== GIVEN INSTRUCTION ==
Transcribe all of the records word for word, but omit the pictures.

== STORED DATA ==

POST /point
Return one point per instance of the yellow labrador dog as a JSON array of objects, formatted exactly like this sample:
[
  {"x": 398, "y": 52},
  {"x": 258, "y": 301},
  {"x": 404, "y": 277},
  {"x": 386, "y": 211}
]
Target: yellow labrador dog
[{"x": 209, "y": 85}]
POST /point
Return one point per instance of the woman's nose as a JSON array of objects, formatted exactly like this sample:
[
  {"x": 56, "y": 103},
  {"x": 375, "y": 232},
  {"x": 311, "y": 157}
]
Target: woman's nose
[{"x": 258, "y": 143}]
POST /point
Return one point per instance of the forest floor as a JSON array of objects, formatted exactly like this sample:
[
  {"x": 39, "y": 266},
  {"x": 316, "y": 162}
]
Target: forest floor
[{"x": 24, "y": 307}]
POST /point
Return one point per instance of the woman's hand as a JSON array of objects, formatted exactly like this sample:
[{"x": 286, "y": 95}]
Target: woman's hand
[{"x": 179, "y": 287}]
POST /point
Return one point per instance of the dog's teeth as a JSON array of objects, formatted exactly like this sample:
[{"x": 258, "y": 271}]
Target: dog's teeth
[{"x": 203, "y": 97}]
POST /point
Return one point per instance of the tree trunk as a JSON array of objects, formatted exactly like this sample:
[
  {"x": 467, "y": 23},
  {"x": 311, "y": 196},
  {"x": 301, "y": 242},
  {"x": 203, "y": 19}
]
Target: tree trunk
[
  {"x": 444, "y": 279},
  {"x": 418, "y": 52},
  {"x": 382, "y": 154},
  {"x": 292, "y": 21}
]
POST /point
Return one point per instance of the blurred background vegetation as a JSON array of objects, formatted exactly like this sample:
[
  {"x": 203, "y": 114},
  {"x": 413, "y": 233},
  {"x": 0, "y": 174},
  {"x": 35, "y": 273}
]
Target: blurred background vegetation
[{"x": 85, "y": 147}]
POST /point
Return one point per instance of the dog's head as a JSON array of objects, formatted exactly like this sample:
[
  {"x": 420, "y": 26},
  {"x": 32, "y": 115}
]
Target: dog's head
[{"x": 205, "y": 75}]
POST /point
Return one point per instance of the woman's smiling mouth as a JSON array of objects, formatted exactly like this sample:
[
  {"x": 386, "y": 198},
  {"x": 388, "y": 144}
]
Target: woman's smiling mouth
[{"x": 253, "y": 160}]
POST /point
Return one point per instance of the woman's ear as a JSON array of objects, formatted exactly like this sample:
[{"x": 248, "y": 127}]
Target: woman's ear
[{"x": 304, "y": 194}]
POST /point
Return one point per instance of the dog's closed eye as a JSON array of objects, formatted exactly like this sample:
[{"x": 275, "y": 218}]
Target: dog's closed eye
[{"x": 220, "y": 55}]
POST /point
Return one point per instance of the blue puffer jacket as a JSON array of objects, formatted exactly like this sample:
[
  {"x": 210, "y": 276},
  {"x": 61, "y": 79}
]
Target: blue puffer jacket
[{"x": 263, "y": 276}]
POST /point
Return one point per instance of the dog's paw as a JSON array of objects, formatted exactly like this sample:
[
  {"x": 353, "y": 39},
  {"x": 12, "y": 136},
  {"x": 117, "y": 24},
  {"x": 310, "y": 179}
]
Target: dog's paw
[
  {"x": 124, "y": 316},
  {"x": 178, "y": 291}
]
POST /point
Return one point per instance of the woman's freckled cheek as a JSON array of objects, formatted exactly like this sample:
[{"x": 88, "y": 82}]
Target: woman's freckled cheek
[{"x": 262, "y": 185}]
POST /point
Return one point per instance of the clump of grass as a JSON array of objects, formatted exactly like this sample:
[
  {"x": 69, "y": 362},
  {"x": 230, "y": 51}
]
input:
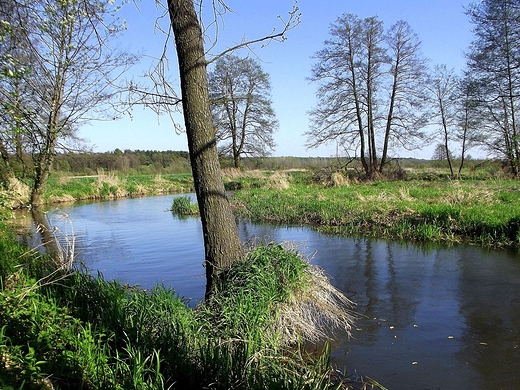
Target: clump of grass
[
  {"x": 483, "y": 212},
  {"x": 182, "y": 205},
  {"x": 85, "y": 332}
]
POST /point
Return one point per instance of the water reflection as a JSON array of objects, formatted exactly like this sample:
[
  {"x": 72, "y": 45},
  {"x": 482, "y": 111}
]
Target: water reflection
[{"x": 432, "y": 317}]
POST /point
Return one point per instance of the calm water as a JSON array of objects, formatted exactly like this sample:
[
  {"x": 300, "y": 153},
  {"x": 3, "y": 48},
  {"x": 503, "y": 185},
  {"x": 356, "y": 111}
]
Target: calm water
[{"x": 433, "y": 318}]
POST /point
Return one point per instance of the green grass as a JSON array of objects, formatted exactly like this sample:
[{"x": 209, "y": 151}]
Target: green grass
[
  {"x": 483, "y": 212},
  {"x": 64, "y": 330},
  {"x": 60, "y": 189},
  {"x": 182, "y": 205}
]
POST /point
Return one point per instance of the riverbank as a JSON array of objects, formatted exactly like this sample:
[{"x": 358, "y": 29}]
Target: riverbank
[
  {"x": 427, "y": 208},
  {"x": 482, "y": 212},
  {"x": 62, "y": 329}
]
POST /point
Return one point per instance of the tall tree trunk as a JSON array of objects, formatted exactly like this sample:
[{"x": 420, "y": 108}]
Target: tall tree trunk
[{"x": 221, "y": 240}]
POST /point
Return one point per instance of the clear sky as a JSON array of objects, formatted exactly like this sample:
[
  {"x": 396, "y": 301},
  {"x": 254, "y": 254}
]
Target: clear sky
[{"x": 441, "y": 25}]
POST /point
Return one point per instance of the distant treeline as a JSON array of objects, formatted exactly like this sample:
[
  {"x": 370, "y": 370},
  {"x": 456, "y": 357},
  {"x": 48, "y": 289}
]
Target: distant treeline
[
  {"x": 171, "y": 162},
  {"x": 150, "y": 162}
]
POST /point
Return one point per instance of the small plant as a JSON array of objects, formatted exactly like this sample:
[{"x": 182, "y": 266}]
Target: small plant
[{"x": 182, "y": 206}]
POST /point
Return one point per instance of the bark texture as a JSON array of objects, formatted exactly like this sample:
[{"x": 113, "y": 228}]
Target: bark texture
[{"x": 221, "y": 240}]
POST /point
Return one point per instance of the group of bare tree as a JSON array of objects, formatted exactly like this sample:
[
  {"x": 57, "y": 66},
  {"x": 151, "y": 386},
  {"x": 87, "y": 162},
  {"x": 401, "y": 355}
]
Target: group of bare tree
[
  {"x": 371, "y": 84},
  {"x": 58, "y": 72},
  {"x": 376, "y": 92}
]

== EXERCISE ANSWER ==
POST /point
Return one point per instance of the yellow labrador dog as a JSON array of objects, formatted exactly like this sample:
[
  {"x": 398, "y": 52},
  {"x": 258, "y": 301},
  {"x": 404, "y": 277},
  {"x": 386, "y": 211}
]
Target: yellow labrador dog
[{"x": 209, "y": 85}]
POST /point
Return one point per instance of the woman's nose as a JSON array of objects, formatted exactly like this sample:
[
  {"x": 56, "y": 103},
  {"x": 375, "y": 232},
  {"x": 311, "y": 157}
]
Target: woman's nose
[{"x": 258, "y": 143}]
POST /point
Return one point per instance of the forest floor as a JSON array of objects, formatted exactly like this sample:
[
  {"x": 39, "y": 266},
  {"x": 316, "y": 162}
]
Target: forest floor
[{"x": 24, "y": 307}]
POST /point
Return one point per instance of the woman's hand as a JSON array of objects, formatted exactly like this sample:
[{"x": 286, "y": 95}]
Target: woman's hand
[{"x": 179, "y": 287}]
POST /point
Return one point per instance of the dog's teeth as a JSON array of objects, formatted exactly like this sample:
[{"x": 258, "y": 271}]
Target: dog's teeth
[{"x": 203, "y": 97}]
POST /point
Return one point per instance of the tree trunk as a JSON array of objects, formatted exactly like this sample:
[
  {"x": 467, "y": 23},
  {"x": 311, "y": 196},
  {"x": 301, "y": 242},
  {"x": 203, "y": 19}
]
Target: tree trunk
[
  {"x": 444, "y": 279},
  {"x": 418, "y": 52},
  {"x": 382, "y": 154},
  {"x": 292, "y": 21}
]
POST /point
Return one point per instance of the blurred background vegetation as a JSON array of objects, formatted exactly like this sample:
[
  {"x": 203, "y": 114},
  {"x": 413, "y": 233},
  {"x": 0, "y": 174},
  {"x": 35, "y": 273}
]
Target: blurred background vegetation
[{"x": 85, "y": 147}]
POST /point
Return one point per instance of the dog's head as a JSON array of objects, formatted exactly like this sample:
[
  {"x": 420, "y": 26},
  {"x": 32, "y": 115}
]
Target: dog's head
[{"x": 205, "y": 75}]
POST /point
Return one point per instance of the woman's smiling mouth as a JSON array of objects, formatted exactly like this sample:
[
  {"x": 386, "y": 198},
  {"x": 388, "y": 144}
]
Target: woman's smiling mouth
[{"x": 253, "y": 160}]
POST /point
Return one point per instance of the woman's ear as a JSON array of objects, formatted exactly like this sample:
[{"x": 248, "y": 127}]
Target: woman's ear
[{"x": 304, "y": 194}]
POST /point
Return one point per instance of the dog's closed eye as a JSON array of objects, formatted exactly like this sample:
[{"x": 275, "y": 218}]
Target: dog's closed eye
[{"x": 220, "y": 55}]
POST /point
Return one point per instance of the blue puffer jacket as a JSON array of objects, formatted exactly like this sample:
[
  {"x": 210, "y": 276},
  {"x": 61, "y": 79}
]
Target: blue puffer jacket
[{"x": 263, "y": 276}]
POST /point
Return one point per instance of the dog's paw as a JSON array of objects, formatted exactly like this sample:
[
  {"x": 353, "y": 39},
  {"x": 12, "y": 136},
  {"x": 117, "y": 24},
  {"x": 310, "y": 179}
]
Target: dog's paw
[
  {"x": 124, "y": 316},
  {"x": 178, "y": 291}
]
POST /point
Return one point per instance of the woman's freckled cheek as a JSON array of objects, formatted exactly like this sample:
[{"x": 88, "y": 82}]
Target: woman's freckled cheek
[{"x": 262, "y": 185}]
POST /point
Return one point per instance of the clump of grass as a JSON array of objects, formatted exactly like this sample:
[
  {"x": 69, "y": 362},
  {"x": 230, "y": 51}
]
input:
Target: clump of grass
[
  {"x": 483, "y": 212},
  {"x": 182, "y": 205},
  {"x": 85, "y": 332}
]
POST /point
Return one point per instance of the water reflection as a JSON array of objects, formatted exactly like this sample:
[
  {"x": 72, "y": 45},
  {"x": 482, "y": 111}
]
Target: water reflection
[{"x": 432, "y": 317}]
POST /point
Return one point per instance of the calm water as a JSON array of objects, formatted exactly like this sample:
[
  {"x": 300, "y": 153},
  {"x": 3, "y": 48},
  {"x": 503, "y": 185},
  {"x": 356, "y": 111}
]
Target: calm water
[{"x": 433, "y": 318}]
POST /point
Return one point per instance of the green grass as a JSON array of objects, formatted exactly like this sample:
[{"x": 209, "y": 151}]
Target: green grass
[
  {"x": 483, "y": 212},
  {"x": 64, "y": 330},
  {"x": 60, "y": 189},
  {"x": 182, "y": 205}
]
POST /point
Return one point per instance of the riverbank as a JSON array of objects, formatted exactly like this sample:
[{"x": 358, "y": 29}]
Target: riverbank
[
  {"x": 427, "y": 208},
  {"x": 482, "y": 212},
  {"x": 62, "y": 329}
]
POST /point
Return one point per instance of the tall tree trunk as a JSON array of objects, formatted exactly like this sample:
[{"x": 420, "y": 108}]
Target: tall tree trunk
[{"x": 221, "y": 240}]
POST /point
Return one point per instance of the clear sky as a JSON array of objects, formatted exactly like this sample:
[
  {"x": 396, "y": 301},
  {"x": 254, "y": 254}
]
Target: clear sky
[{"x": 441, "y": 25}]
POST /point
Return one point per instance of the distant treeline as a JSON array of objects, formatted exactly like this sample:
[
  {"x": 370, "y": 370},
  {"x": 456, "y": 357},
  {"x": 48, "y": 289}
]
Target: distant treeline
[
  {"x": 171, "y": 162},
  {"x": 150, "y": 162}
]
POST /point
Return one point per instance of the small plant as a JSON array of objects, formatted exactly like this sample:
[{"x": 182, "y": 266}]
Target: small plant
[{"x": 182, "y": 206}]
POST /point
Return one point per instance of the bark texture as a JSON array of objects, formatted exactly like this sample:
[{"x": 113, "y": 228}]
Target: bark texture
[{"x": 221, "y": 240}]
POST /point
Return one point per instance of the group of bare tree as a JSON array of objects, formatted exactly like this sample:
[
  {"x": 57, "y": 66},
  {"x": 151, "y": 386},
  {"x": 87, "y": 162},
  {"x": 401, "y": 355}
]
Target: group of bare tree
[
  {"x": 371, "y": 84},
  {"x": 58, "y": 72},
  {"x": 376, "y": 92}
]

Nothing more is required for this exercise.